** EXCERTO DADO **
Deus do Sol celta (o seu nome significa cintilante), aparece por vezes como filho de Belenos (Beli) e de Danu. No entanto, outra versão conta que ele é filho de Cian (pertencente aos Tuatha de Danaan) e de Ethlinn, filha de Balor (rei dos Fomorianos, rivais dos Tuatha de Danaan e deus do mundo subterrâneo). Este cruel deus tinha encarcerado a filha numa torre de cristal (chamada Tór Mor, na ilha Tory) para evitar que ela tivesse um filho, pois foi-lhe profetizado que seria morto pelo seu neto. Mas a druida Birog ajudou Cian (que se queria vingar de uma partida que Balor lhe pregara) a entrar na torre, nascendo por consequência o belo Lug. Este deus foi salvo das águas, para onde o avô o atirou à nascença, pela druida Birog, que o entregou aos cuidados de Manannan mac Lir. A ama que lhe foi dada chamava-se Tailtiu e foi adoptado como filho por Manannan.

Uma variante conta que Ethlinn deu à luz três filhos, tendo um conseguido escapar do lençol onde foram envoltos pelo encarregado por Balor de afogar os bebés. Lug foi então levado por Birog a seu pai, que o mandou para casa do seu irmão, que era ferreiro e lhe ensinou o ofício. Posteriormente passou a estar sob a tutela de Duach (deus do sítio para onde iam os mortos), a quem o entregaram os Tuatha de Danaan.
A profecia cumpriu-se quando, na segunda batalha de Mag Tuireadh contra os Fomorianos, Lug esteve à frente das tropas dos Tuatha de Danaan. Balor matou o rei Nuada com o olhar mortífero que possuía, que foi imediatamente arremessado de volta por Lug ao avô, matando-o.
Podia também ser chamado de Lugos (sendo protector na Gália da cidade de Lugodunum, hoje denominada Lyon) e Lamfahda (braço comprido, devido à sua habilidade em atirar a lança a longa distância), e era casado com Rosmerta. No entanto teve um filho com Dechtine, chamado Cu Chulainn.

** MATERIAL FORNECIDO **
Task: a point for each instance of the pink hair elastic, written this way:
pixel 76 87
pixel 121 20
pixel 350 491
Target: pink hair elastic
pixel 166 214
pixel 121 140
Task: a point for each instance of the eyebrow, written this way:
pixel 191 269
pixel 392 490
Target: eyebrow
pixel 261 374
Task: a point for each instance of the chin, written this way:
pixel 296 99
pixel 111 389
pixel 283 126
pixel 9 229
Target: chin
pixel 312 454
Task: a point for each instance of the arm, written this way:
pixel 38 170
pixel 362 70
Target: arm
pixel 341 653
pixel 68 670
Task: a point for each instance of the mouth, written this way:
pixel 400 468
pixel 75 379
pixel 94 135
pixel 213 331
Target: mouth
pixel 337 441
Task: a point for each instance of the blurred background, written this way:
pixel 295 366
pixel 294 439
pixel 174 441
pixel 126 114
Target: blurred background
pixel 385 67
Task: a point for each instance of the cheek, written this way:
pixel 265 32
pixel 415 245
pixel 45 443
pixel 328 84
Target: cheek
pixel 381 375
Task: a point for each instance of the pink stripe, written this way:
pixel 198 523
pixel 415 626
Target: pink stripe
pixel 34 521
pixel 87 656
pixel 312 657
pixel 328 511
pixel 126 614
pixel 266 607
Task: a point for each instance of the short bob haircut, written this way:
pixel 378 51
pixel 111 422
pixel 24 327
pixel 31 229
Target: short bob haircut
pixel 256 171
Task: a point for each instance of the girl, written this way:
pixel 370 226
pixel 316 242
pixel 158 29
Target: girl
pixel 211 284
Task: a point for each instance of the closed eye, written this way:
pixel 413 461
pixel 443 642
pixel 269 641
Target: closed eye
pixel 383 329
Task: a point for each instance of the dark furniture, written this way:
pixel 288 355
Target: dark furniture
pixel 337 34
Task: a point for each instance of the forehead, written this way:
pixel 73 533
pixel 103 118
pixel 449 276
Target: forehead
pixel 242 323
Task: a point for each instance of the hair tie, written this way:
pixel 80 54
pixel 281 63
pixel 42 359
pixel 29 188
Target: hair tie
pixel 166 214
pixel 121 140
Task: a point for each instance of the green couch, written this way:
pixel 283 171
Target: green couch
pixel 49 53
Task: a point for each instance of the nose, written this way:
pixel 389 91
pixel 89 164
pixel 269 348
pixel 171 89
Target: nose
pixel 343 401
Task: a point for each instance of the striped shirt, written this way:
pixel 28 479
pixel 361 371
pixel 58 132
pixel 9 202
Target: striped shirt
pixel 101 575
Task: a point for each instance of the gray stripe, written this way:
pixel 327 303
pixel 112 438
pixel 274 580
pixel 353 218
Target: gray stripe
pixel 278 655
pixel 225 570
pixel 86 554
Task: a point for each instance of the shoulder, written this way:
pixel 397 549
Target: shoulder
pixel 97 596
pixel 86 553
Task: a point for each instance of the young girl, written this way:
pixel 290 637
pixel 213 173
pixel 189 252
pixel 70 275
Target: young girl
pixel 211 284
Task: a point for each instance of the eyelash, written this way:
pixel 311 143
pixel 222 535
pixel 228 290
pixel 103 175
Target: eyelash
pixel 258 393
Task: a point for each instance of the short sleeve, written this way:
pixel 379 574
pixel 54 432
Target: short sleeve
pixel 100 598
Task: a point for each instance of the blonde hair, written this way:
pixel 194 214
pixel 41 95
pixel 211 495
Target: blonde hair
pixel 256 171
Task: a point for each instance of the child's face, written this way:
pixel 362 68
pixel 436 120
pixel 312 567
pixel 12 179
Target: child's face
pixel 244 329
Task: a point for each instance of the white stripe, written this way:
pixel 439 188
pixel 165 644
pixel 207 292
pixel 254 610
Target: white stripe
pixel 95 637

** INSTRUÇÕES **
Prossiga o texto sobre o deus celta Lug a partir da última frase apresentada. A listagem não tem qualquer relação com o texto.

** RESULTADO **
As festas propiciatórias de Lughnasa (nome que em gaélico significa Agosto), foram inspiradas por este deus, como se pode verificar pelo nome.

Lug era o deus da vida por excelência, eternamente jovem e talentoso (dominava diversos campos, desde a História à magia). Uma história conta como se serviu dos seus inúmeros talentos para entrar numa festa da corte em Tara; como só podia entrar que possuísse um talento que não houvesse lá dentro, o deus socorreu-se do estratagema de dizer que tinha muitos dons numa só pessoa, pois na festa haviam apenas pessoas que tinham cada uma habilidade para uma só arte.
Os diversos títulos que lhe foram dados reflectem a sua importância, entre os quais se encontram Maicnia (jovem guerreiro) e Samildanach (possuindo muitas habilidades).
Enquanto deus solar e guerreiro, o seu atributo é a lança mágica (representando o fogo), sendo esta lança um dos quatro tesouros dos Tuatha de Danaan. O lince e o corvo foram-lhe associados.

 Lug. In Infopédia [Em linha]. Porto: Porto Editora, 2003-2013. [Consult. 2013-04-09]

Na Península Ibérica o Povo Lusitano, prestava culto a Lugh e a Danna, que eram os deuses principais dos nossos antepassados. Lugh e Danna, deu origem a Luz Citânia, a povoação dos adoradores de Lugh e da deusa Danna que se transformou em Lusitânia, raíz do Portugal primitivo.